## Job A
Using the passage on acoustic membranes, decide whether each statement agrees with it, answering yes or no and quoting the words that settle it: (i) TPC materials outperform polyurethanes in mechanical durability; (ii) silicone material is preferred over acrylic material for the damping layer; (iii) in the preferred symmetrical arrangement, both outer layers are of the same material.

## Source passage
• • • • • • •
Suitable thermoplastic elastomers are for example polyester elastomers, co-polyester elastomers, styrene block copolymers like SBS (styrene-butadiene block copolymer) or SEBS (styrene-ethylene-butylene-styrene block copolymer), elastic co-polyamides, thermoplastic silicones, and elastomeric polyolefins. Especially, materials selected from the group consisting of polyester elastomers and thermoplastic co-polyesters are found suitable. The terms TPC or TPE-E are used to summarize polyester elastomers and thermoplastic co-polyesters.
TPC materials outperform polyurethanes in terms of mechanical durability and good ageing properties. Especially ageing behaviour of the TPC materials is desirable for the membranes according to the invention because of the increased lifetime performance in comparison to other multi-layer membranes.
In a preferred embodiment, the acoustic membrane according to the invention is characterized in that the thermoplastic elastomer forming the first outer layer and the thermoplastic elastomer forming the second outer layer are independently from each other selected from the group consisting of polyester elastomers, co-polyester elastomers, styrene block copolymers, elastic co-polyamides, thermoplastic silicones, and elastomeric polyolefins, preferably co-polyester elastomers.
In another preferred embodiment, the acoustic membrane according to the invention is characterized in that the first outer layer and the second outer layer are formed by the same thermoplastic elastomer.
In view of easier manufacturing of the membranes and further processing for acoustic devices, symmetrical arrangements may be preferred. Mechanical protection is desired on both sides of the membrane. Thus, a symmetrical arrangement is preferred, wherein both outer layers are of the same material.
In one embodiment the acoustic membrane according to the invention is characterized in that at least one damping layer intervenes between the first and the second outer layer. The damping layer preferably is an elastomeric material or a rubber such as a material selected out of the group consisting of acrylic material, silicone material and polybutadiene rubber.
A damping layer is of a material that allows mechanical damping. Mechanical damping refers to the fact that the membrane might show some failure modes especially around the membrane's resonance frequency. A damping layer may reduce undesired failure modes. The damping layer is preferably formed by a soft and elastic material. Suitable synthetic rubber materials are preferred such as acrylic material, silicone material or polybutadiene rubber. Preferably, the damping material has a high mechanical loss. The proposed acrylic or silicone materials may also serve as glue layer to connect the individual layers of the acoustic membrane. Acrylic material is preferred for the damping layer due to excellent damping properties for acoustical applications.
• • • • • • •
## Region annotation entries
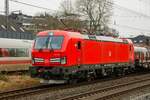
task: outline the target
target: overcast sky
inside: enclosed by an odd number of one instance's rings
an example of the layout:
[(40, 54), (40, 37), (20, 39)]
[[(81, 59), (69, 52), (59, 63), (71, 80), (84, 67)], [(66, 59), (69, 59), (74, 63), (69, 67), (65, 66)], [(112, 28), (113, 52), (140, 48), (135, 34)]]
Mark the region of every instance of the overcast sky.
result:
[[(21, 2), (51, 9), (47, 12), (60, 10), (63, 0), (18, 0)], [(74, 0), (75, 1), (75, 0)], [(111, 27), (117, 29), (121, 36), (150, 35), (150, 0), (114, 0), (114, 16)], [(22, 10), (28, 15), (35, 15), (45, 10), (18, 4), (10, 1), (10, 12)], [(119, 5), (119, 6), (118, 6)], [(4, 0), (0, 0), (0, 11), (4, 11)], [(149, 32), (149, 33), (148, 33)]]

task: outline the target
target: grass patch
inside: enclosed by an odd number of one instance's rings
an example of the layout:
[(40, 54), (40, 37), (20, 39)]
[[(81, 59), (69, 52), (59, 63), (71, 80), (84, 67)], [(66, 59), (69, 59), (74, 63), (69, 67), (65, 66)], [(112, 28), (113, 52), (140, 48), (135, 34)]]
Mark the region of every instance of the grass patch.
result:
[(39, 85), (38, 79), (27, 75), (0, 75), (0, 92), (27, 88)]

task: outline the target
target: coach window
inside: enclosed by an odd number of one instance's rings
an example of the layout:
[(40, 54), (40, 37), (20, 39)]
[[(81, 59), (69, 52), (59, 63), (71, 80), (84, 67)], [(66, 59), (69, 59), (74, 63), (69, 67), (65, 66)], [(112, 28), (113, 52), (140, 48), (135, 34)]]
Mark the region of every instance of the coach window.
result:
[(78, 41), (78, 43), (77, 43), (77, 49), (81, 49), (81, 41)]

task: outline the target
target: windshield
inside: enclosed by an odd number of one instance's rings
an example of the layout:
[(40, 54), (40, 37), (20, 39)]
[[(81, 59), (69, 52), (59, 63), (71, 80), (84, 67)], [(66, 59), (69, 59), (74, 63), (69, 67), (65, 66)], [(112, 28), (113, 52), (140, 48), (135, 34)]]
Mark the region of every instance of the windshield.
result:
[(37, 37), (35, 49), (61, 49), (63, 36)]

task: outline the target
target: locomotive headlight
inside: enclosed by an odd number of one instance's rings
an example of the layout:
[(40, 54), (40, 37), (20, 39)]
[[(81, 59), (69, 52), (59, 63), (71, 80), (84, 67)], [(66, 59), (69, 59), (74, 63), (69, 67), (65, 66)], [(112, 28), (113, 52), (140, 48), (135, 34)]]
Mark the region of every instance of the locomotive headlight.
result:
[(66, 64), (66, 57), (61, 58), (61, 64)]
[(32, 58), (32, 64), (34, 64), (34, 58)]
[(43, 58), (34, 58), (34, 62), (36, 63), (40, 63), (40, 62), (44, 62)]
[(51, 63), (61, 63), (61, 64), (66, 64), (66, 57), (62, 58), (51, 58), (50, 59)]

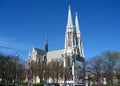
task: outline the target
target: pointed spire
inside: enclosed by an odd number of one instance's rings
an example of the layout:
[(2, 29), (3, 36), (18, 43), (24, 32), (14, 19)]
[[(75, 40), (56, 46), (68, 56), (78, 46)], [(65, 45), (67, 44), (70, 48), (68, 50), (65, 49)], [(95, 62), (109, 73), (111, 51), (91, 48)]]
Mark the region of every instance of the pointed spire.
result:
[(75, 26), (76, 26), (76, 33), (80, 33), (77, 12), (76, 12), (76, 17), (75, 17)]
[(67, 28), (68, 27), (73, 27), (70, 5), (69, 5), (69, 10), (68, 10)]
[(46, 36), (45, 51), (48, 52), (48, 37)]

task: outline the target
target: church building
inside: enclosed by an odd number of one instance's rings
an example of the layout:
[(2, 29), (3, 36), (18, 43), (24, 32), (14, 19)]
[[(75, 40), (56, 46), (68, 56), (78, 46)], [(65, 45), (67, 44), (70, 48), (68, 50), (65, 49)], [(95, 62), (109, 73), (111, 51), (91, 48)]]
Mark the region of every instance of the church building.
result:
[(45, 50), (33, 47), (32, 52), (29, 54), (29, 62), (42, 59), (47, 63), (50, 62), (52, 59), (61, 59), (63, 60), (64, 67), (72, 67), (73, 61), (75, 61), (76, 70), (78, 67), (84, 67), (84, 52), (80, 33), (80, 26), (78, 22), (78, 15), (76, 13), (75, 25), (73, 25), (70, 6), (68, 9), (68, 20), (65, 32), (64, 49), (48, 51), (48, 45), (48, 38), (46, 38)]

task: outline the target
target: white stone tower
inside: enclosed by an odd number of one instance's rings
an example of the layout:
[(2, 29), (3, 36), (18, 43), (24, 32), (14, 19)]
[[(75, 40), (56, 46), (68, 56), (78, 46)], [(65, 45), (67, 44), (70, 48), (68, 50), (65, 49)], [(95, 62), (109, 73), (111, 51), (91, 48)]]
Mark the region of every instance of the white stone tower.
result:
[[(75, 50), (76, 49), (76, 50)], [(82, 40), (78, 22), (78, 15), (75, 17), (75, 27), (72, 21), (71, 8), (68, 9), (68, 21), (65, 33), (65, 50), (64, 50), (64, 66), (71, 67), (73, 62), (73, 55), (77, 58), (84, 57)]]

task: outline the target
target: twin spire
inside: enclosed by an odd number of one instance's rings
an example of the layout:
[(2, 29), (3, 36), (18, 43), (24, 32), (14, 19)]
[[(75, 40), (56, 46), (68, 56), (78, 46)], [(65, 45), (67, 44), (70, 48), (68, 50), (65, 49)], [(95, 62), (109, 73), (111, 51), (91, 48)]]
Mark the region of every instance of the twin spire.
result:
[(67, 28), (69, 28), (69, 27), (73, 27), (70, 5), (69, 5), (69, 10), (68, 10)]

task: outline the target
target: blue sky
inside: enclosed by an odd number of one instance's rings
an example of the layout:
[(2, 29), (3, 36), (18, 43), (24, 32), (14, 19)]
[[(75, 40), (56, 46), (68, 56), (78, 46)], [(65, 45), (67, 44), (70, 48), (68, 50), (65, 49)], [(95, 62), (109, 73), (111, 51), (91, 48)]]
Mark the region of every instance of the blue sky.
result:
[(27, 60), (33, 46), (44, 49), (46, 35), (49, 50), (63, 49), (69, 4), (73, 23), (78, 13), (86, 58), (120, 51), (119, 0), (0, 0), (0, 46), (23, 50), (0, 52)]

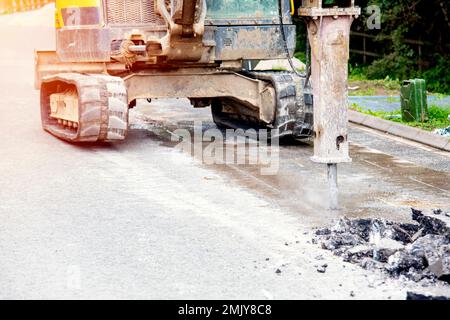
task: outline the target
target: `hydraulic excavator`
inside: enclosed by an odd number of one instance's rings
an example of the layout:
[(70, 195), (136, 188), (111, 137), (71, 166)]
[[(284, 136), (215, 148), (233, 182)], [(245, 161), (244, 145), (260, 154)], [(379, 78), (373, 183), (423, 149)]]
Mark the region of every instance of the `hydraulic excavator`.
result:
[[(296, 14), (308, 27), (308, 72), (253, 70), (292, 58)], [(219, 126), (314, 137), (314, 161), (348, 162), (359, 14), (354, 0), (56, 0), (56, 51), (36, 52), (42, 126), (69, 142), (118, 141), (138, 99), (188, 98)]]

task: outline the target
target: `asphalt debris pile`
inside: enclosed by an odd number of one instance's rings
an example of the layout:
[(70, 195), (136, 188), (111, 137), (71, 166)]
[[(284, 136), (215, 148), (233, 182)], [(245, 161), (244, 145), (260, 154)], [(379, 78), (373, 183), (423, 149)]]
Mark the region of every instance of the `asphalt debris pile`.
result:
[(433, 215), (412, 209), (414, 223), (343, 218), (317, 230), (313, 241), (365, 269), (416, 282), (450, 283), (450, 227), (441, 210)]

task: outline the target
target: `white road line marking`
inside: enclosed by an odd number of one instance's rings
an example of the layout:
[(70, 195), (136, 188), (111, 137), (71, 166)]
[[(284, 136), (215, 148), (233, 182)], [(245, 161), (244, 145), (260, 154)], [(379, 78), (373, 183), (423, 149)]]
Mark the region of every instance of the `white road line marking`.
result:
[(239, 168), (238, 168), (237, 166), (235, 166), (235, 165), (227, 164), (227, 167), (229, 167), (229, 168), (231, 168), (231, 169), (233, 169), (233, 170), (239, 172), (240, 174), (246, 176), (247, 178), (251, 178), (251, 179), (257, 181), (258, 183), (263, 184), (265, 187), (271, 189), (271, 190), (274, 191), (275, 193), (280, 193), (280, 190), (279, 190), (279, 189), (273, 187), (272, 185), (268, 184), (268, 183), (265, 182), (264, 180), (261, 180), (261, 179), (255, 177), (254, 175), (248, 173), (247, 171), (242, 170), (242, 169), (239, 169)]
[(440, 190), (440, 191), (442, 191), (442, 192), (444, 192), (444, 193), (450, 194), (450, 191), (448, 191), (448, 190), (441, 189), (441, 188), (439, 188), (439, 187), (433, 186), (433, 185), (431, 185), (431, 184), (429, 184), (429, 183), (426, 183), (426, 182), (417, 180), (417, 179), (412, 178), (412, 177), (408, 177), (408, 178), (409, 178), (410, 180), (412, 180), (412, 181), (421, 183), (421, 184), (423, 184), (423, 185), (425, 185), (425, 186), (427, 186), (427, 187), (434, 188), (434, 189)]

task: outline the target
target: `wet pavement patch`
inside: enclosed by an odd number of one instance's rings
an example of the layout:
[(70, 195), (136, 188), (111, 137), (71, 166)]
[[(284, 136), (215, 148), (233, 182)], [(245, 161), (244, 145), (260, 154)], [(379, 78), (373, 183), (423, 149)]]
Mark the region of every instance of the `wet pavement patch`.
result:
[(412, 209), (411, 223), (340, 219), (319, 229), (313, 241), (346, 262), (416, 282), (450, 283), (450, 227), (445, 213)]

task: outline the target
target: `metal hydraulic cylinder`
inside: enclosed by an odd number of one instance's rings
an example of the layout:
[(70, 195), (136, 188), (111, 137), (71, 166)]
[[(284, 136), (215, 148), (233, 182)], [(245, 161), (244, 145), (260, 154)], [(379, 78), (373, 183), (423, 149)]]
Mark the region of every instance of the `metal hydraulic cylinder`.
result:
[(314, 94), (314, 156), (318, 163), (351, 162), (348, 148), (348, 59), (350, 26), (360, 9), (322, 8), (322, 1), (304, 1), (311, 45), (311, 82)]
[(327, 164), (331, 210), (339, 208), (337, 164), (352, 161), (348, 147), (348, 59), (350, 27), (360, 13), (354, 0), (303, 0), (299, 11), (306, 20), (311, 46), (314, 95), (311, 160)]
• • • • • • •
## Job B
Show every line of the rows above that contains the word "locomotive". Case counts.

## Answer A
(i) Yes: "TPC materials outperform polyurethanes in terms of mechanical durability and good ageing properties."
(ii) No: "Acrylic material is preferred for the damping layer due to excellent damping properties for acoustical applications."
(iii) Yes: "a symmetrical arrangement is preferred, wherein both outer layers are of the same material."

## Answer B
target: locomotive headlight
Mark the region of every instance of the locomotive headlight.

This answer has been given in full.